Stored dataset entries
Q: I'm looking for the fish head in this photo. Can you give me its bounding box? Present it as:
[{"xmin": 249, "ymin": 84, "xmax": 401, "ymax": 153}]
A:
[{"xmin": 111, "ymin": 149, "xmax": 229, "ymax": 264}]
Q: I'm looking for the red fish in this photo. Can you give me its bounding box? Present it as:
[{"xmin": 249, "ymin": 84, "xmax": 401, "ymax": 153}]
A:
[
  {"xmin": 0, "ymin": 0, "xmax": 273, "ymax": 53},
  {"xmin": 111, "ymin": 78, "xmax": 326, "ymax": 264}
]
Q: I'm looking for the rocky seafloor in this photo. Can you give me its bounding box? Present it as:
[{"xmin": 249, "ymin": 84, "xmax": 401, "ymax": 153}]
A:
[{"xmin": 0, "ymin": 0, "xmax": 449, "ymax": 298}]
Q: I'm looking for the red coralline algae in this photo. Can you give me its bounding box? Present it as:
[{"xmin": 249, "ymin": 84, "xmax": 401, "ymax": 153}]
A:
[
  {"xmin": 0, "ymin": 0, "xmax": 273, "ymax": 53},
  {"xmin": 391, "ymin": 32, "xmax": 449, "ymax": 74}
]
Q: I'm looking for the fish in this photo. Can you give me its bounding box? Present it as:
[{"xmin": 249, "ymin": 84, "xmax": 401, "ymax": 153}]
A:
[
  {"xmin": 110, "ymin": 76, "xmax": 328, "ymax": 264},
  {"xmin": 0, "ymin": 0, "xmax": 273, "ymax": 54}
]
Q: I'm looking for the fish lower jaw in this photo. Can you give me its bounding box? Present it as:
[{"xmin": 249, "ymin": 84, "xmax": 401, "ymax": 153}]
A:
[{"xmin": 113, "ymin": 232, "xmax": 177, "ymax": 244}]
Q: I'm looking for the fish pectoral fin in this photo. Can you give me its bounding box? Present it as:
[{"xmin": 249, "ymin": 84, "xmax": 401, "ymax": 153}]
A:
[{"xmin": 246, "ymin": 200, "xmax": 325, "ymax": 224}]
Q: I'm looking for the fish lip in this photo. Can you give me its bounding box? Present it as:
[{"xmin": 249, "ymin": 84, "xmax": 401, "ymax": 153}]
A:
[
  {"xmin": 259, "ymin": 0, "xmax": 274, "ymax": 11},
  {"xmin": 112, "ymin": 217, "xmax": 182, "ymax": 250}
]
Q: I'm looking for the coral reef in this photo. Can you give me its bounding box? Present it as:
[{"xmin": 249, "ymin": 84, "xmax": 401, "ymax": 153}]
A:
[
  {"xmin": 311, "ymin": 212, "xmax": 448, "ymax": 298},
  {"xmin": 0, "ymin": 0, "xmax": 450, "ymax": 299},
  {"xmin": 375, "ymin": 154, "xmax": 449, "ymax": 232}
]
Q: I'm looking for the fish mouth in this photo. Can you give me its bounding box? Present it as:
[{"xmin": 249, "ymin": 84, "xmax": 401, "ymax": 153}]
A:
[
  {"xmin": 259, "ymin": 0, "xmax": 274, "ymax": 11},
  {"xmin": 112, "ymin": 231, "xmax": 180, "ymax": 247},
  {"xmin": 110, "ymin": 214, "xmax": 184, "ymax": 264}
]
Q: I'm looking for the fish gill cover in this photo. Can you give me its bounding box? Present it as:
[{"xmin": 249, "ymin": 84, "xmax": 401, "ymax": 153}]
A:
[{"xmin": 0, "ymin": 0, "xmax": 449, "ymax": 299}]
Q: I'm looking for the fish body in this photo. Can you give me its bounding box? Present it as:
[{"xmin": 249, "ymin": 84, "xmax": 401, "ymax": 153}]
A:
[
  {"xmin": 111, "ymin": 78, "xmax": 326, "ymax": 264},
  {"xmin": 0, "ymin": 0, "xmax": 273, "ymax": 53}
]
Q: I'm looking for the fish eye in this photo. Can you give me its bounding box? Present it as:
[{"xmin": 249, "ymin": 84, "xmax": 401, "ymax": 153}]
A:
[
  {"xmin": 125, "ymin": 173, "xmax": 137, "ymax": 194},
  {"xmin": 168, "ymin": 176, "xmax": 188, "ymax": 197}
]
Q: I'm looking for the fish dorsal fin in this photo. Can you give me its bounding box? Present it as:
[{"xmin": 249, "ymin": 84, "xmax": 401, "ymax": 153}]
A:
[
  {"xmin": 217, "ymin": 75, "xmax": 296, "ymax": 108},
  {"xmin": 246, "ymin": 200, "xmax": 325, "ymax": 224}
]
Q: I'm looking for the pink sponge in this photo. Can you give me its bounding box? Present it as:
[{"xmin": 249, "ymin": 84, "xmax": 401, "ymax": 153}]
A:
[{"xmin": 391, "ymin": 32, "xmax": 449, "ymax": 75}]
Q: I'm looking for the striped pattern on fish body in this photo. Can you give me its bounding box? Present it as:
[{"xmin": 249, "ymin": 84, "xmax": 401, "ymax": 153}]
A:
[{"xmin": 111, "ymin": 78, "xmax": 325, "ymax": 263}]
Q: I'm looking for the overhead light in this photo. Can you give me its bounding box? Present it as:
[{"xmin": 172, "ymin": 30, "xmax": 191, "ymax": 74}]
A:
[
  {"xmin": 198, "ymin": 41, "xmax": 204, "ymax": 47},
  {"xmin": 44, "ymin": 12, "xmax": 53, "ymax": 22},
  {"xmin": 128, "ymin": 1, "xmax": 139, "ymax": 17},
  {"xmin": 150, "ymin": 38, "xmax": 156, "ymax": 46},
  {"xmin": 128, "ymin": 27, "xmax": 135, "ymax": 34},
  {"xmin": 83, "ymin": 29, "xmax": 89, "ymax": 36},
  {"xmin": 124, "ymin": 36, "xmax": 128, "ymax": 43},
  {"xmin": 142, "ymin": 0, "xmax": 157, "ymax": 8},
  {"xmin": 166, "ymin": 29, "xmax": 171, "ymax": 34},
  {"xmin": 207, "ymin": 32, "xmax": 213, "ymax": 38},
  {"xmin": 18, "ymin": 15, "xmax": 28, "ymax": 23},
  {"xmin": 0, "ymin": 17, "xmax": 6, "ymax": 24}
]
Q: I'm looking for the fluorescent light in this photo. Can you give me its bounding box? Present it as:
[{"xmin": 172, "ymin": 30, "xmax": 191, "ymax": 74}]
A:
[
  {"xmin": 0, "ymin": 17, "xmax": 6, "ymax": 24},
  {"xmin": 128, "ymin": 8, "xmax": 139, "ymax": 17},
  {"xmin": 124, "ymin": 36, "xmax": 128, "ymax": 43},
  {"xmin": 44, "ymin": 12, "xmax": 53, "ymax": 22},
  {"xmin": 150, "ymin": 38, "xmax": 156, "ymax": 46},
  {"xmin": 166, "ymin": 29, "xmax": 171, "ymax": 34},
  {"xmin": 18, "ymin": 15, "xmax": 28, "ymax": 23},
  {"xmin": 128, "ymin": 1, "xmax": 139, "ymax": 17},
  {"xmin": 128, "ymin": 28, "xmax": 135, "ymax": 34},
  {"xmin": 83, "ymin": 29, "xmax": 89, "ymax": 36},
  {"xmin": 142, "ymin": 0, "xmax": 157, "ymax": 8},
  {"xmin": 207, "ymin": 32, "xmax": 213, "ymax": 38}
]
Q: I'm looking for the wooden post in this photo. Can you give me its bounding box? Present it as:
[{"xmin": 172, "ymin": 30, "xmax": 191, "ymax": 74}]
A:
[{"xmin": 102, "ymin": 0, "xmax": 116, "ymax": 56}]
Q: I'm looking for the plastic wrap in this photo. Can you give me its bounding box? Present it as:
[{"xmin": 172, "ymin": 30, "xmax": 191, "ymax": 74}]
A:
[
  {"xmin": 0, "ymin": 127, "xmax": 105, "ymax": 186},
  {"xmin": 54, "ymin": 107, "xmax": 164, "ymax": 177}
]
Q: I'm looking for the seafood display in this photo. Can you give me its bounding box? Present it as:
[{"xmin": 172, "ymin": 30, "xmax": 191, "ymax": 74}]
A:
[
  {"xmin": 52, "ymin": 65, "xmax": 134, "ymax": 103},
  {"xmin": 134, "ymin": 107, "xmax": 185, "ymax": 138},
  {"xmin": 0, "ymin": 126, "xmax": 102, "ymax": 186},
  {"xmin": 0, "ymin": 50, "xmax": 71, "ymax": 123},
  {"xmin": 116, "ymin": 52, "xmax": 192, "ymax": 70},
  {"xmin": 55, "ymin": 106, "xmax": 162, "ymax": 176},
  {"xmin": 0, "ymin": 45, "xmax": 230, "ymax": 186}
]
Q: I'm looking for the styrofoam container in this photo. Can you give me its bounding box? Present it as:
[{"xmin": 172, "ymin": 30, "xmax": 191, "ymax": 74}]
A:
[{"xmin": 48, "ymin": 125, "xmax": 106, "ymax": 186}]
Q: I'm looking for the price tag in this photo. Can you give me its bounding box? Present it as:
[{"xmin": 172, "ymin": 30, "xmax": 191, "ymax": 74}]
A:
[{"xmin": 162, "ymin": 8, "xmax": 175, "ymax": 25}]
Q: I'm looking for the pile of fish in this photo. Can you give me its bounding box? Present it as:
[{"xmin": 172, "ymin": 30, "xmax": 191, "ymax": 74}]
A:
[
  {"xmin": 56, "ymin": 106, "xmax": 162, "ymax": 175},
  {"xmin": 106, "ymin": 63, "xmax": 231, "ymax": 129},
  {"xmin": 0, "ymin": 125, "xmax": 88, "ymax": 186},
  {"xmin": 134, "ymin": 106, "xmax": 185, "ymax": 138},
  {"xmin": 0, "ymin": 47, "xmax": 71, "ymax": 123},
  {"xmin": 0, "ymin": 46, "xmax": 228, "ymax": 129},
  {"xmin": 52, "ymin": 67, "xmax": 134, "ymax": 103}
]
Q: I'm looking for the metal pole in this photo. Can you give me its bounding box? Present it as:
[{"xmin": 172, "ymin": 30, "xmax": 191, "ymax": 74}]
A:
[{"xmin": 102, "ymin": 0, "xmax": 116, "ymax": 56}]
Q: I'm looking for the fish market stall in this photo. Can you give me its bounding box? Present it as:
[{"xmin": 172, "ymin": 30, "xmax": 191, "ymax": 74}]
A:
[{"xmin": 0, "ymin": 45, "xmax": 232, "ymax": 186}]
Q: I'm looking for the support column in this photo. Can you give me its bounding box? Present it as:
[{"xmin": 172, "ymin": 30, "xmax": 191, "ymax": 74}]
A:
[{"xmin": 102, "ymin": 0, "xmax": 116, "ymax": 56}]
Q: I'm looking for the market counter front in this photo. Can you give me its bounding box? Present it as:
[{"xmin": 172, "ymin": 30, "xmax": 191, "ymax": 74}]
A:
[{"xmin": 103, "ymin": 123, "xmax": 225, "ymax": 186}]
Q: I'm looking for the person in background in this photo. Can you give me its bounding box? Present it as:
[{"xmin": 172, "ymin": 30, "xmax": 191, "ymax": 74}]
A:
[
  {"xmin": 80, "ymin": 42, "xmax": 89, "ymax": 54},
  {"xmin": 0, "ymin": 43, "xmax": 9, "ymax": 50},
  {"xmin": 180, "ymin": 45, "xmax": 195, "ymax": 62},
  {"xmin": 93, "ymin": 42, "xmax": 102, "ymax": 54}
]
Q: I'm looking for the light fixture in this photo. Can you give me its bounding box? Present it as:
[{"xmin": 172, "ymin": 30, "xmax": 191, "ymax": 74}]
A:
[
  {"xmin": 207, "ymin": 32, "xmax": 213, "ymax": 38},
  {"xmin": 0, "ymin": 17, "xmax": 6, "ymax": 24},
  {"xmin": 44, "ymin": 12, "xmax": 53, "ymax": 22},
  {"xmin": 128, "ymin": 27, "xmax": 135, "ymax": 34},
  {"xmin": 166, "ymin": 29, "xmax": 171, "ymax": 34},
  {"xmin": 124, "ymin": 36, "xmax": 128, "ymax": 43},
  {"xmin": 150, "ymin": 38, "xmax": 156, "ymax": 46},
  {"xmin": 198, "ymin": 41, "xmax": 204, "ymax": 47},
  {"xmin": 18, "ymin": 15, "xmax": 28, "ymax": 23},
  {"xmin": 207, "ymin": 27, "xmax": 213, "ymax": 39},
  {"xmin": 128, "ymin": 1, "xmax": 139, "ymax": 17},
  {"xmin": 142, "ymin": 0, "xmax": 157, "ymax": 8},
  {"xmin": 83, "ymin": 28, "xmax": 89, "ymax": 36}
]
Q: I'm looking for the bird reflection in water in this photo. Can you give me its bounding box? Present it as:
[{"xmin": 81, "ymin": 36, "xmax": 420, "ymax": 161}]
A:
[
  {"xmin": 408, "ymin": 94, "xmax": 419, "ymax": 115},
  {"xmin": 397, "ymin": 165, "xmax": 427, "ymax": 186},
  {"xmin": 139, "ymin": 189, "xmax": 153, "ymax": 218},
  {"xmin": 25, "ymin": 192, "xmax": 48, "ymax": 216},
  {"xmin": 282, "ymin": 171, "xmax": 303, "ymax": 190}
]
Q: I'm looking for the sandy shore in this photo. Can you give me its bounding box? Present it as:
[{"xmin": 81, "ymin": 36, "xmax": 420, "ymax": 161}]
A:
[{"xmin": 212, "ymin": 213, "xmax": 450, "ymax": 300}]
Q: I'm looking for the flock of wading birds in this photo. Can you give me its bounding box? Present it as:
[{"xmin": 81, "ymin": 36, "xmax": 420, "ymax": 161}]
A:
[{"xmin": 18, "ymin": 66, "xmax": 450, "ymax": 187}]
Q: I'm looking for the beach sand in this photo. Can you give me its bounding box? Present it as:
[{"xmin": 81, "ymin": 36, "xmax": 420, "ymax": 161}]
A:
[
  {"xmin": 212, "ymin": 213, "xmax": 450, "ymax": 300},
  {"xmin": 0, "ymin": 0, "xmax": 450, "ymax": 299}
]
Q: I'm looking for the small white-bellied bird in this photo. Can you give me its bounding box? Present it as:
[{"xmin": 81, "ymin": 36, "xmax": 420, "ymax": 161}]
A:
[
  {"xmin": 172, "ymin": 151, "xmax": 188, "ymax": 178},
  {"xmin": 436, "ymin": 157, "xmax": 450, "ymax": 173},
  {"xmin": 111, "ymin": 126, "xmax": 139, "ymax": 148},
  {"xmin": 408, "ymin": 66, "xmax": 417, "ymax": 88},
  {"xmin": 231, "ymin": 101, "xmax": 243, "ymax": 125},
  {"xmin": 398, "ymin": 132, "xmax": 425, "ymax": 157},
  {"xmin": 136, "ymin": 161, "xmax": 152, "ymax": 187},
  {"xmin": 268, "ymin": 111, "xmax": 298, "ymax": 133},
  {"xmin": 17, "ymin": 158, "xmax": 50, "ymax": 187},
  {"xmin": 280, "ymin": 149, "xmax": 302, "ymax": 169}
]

(Aim): Filter the entries above, copying out each line in which the word "light" appears.

(The output):
Q: I'm looking for the overhead light in this photo. Can you give me its bounding box? Present it as:
Q: I'm looking for the fluorescent light in this photo. Can you give me its bounding box? Present it as:
Q: I'm looking for the light fixture in this photo. Can you give me its bounding box? Present it as:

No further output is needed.